● **TASK INSTRUCTIONS**:
Lift out, unaltered, the lines of the material below between the line holding "mast in this photo." and the line holding "boat in this photo.", counting both.

*** Begin section ***

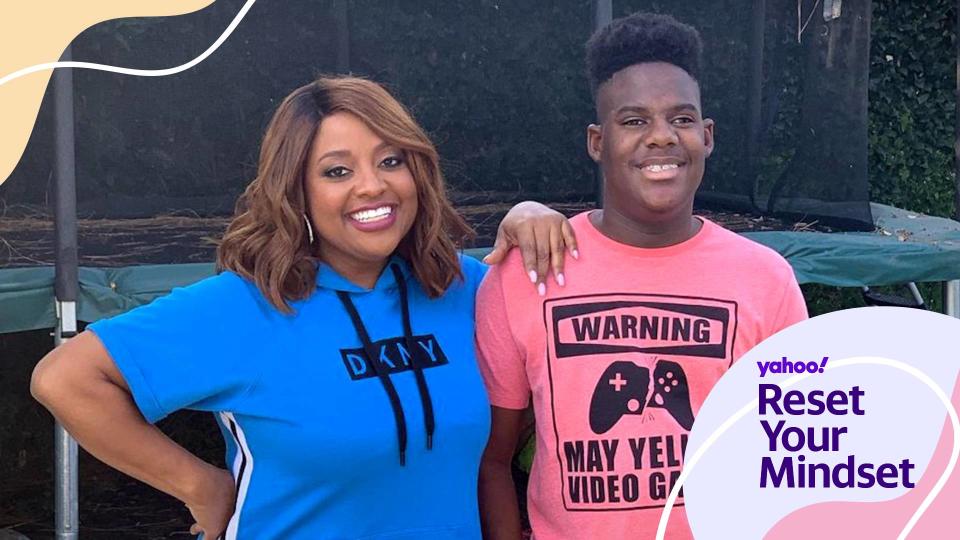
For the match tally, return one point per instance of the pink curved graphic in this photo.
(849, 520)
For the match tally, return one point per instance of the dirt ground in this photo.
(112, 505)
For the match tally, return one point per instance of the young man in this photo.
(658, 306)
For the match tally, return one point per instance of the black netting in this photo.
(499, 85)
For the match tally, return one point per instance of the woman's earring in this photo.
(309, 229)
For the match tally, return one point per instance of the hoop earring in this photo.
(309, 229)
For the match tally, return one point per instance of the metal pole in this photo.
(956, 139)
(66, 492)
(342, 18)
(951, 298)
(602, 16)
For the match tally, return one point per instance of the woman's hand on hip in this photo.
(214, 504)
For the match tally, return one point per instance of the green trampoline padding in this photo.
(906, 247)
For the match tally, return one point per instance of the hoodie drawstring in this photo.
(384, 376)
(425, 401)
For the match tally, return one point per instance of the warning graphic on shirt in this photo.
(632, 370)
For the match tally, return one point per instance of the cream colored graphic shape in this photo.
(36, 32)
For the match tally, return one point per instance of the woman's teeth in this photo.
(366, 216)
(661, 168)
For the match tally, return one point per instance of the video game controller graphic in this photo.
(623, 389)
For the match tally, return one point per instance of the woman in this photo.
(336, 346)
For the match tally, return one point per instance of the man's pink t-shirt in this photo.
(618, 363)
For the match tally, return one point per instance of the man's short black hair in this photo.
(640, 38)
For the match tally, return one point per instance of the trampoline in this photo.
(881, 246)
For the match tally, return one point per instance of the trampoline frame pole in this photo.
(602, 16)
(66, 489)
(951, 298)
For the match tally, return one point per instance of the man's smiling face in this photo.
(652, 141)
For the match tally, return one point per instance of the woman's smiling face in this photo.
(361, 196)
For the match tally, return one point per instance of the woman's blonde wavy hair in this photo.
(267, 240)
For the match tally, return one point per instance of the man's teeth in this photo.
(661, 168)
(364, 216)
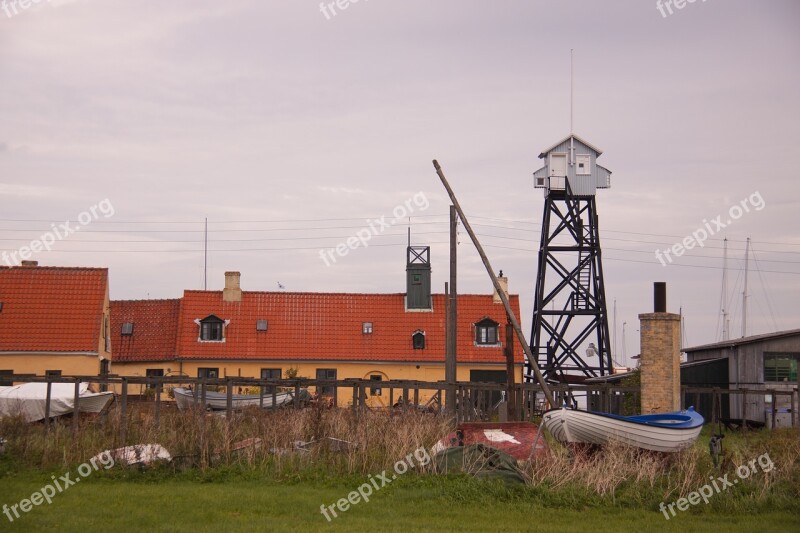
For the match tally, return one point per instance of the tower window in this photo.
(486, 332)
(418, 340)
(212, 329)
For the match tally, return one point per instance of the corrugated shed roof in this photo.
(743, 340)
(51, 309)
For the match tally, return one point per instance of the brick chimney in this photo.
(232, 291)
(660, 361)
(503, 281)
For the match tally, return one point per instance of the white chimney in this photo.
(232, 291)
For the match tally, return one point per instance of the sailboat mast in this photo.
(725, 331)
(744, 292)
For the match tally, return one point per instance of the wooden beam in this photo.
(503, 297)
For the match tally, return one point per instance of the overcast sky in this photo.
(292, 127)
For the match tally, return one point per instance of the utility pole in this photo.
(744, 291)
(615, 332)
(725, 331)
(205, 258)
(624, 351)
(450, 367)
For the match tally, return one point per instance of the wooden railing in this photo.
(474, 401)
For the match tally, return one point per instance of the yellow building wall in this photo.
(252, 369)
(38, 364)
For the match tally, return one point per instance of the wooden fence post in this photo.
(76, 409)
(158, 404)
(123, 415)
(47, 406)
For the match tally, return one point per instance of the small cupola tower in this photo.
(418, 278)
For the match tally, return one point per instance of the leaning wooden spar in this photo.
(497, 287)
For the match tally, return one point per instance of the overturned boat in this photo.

*** End section ***
*** Begin section ***

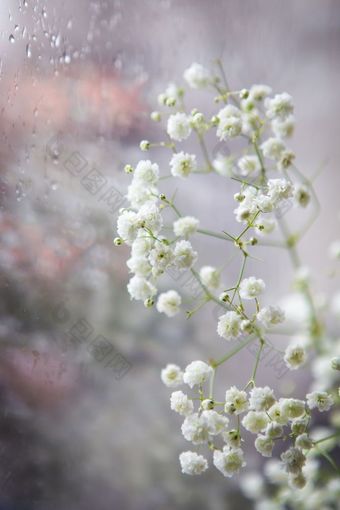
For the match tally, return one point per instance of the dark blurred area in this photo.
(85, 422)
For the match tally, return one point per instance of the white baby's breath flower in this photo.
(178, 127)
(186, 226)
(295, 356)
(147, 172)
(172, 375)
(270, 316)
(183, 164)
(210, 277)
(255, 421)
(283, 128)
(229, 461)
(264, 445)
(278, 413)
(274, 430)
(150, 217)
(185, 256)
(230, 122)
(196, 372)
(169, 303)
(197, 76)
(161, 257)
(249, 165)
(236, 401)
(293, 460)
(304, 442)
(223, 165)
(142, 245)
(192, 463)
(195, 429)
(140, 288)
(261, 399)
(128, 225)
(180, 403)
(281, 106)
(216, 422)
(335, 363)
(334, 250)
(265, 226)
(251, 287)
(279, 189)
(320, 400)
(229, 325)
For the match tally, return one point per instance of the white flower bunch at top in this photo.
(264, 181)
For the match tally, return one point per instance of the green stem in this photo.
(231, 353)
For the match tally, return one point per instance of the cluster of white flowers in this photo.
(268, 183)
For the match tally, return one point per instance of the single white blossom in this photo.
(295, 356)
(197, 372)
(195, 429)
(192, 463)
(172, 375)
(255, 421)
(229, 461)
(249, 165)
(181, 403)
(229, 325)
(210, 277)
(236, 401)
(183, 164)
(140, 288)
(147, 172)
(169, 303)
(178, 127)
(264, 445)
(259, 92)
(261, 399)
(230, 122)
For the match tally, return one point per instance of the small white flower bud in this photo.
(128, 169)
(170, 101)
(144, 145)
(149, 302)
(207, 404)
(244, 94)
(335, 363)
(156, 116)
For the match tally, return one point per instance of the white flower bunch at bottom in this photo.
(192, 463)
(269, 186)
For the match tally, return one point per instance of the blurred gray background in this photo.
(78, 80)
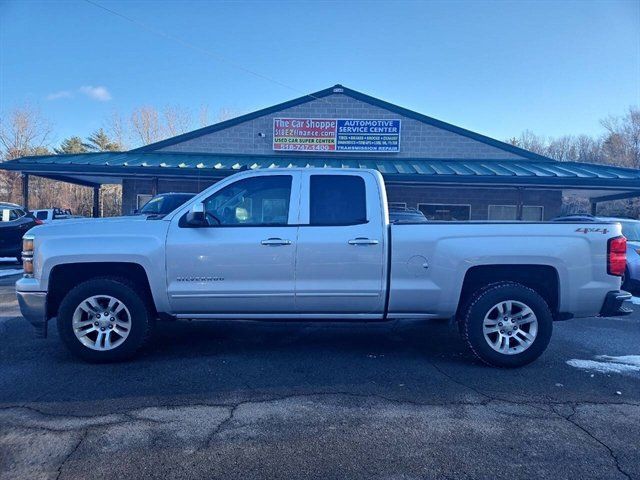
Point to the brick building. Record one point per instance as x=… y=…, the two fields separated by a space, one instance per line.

*** End section ***
*** Begin section ***

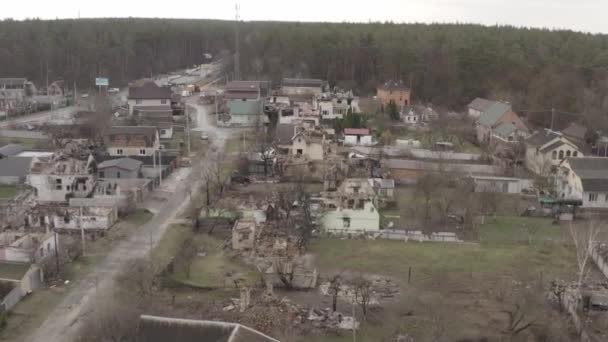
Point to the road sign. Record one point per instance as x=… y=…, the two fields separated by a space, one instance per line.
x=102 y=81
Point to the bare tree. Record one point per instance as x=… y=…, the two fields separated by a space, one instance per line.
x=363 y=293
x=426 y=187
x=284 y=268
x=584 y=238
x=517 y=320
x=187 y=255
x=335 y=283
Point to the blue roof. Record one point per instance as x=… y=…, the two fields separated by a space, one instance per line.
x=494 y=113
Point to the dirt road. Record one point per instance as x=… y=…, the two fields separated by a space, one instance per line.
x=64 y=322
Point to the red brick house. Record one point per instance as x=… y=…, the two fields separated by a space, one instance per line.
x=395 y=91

*** End section ***

● **SOLUTION**:
For the match tally, return one point per instance of the sailboat mast in this photo.
(725, 331)
(744, 292)
For the match tally, return one point per instance of the wooden beam in this photo.
(503, 297)
For the match tally, return one point per instance of the overcast sky in this photo.
(292, 127)
For the match tally, return one point per instance of the utility pole in this photo.
(744, 291)
(615, 332)
(725, 331)
(205, 258)
(624, 351)
(450, 367)
For the match tally, return one point per instance of the wooden railing in this photo.
(474, 401)
For the match tally, return one point per instance of the yellow building wall in this photo.
(252, 369)
(38, 364)
For the match tally, return one point per instance of the wooden fence post in this photo.
(76, 409)
(158, 404)
(123, 415)
(47, 406)
For the match tally, return one point per instance of the small cupola tower in this photo.
(418, 278)
For the match tally, return one point per instance of the leaning wooden spar in this photo.
(497, 287)
For the match tally, return one point per instance of the overturned boat in this photo.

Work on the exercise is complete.